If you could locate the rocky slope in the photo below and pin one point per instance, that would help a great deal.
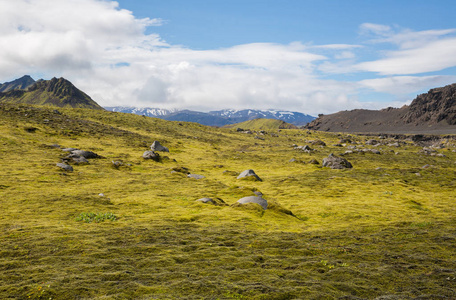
(433, 112)
(219, 117)
(55, 92)
(19, 84)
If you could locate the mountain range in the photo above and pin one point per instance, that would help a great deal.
(57, 92)
(433, 112)
(219, 117)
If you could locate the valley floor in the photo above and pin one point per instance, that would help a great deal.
(382, 230)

» **TO BE DONE**:
Please convert the records above into a two-column CSV with the columns text and answer. Give one row for each text and its answer, put each in a single quoted field with line breaks turned into spaces, and leave the pictures out.

» **OUTPUT OF THE EXERCISE**:
text,answer
"If you could locate the rocky slope in the photo below and pin one point per instance, that would help a great deal.","(433, 112) (219, 117) (55, 92) (19, 84)"
"If you could locate the mountain range in the photo above and pin one point per instance, that would help a great deal.","(57, 92) (433, 112) (219, 117)"
"If you could locate the valley floor in the photo above and pin one point per instance, that would help a great deal.","(382, 230)"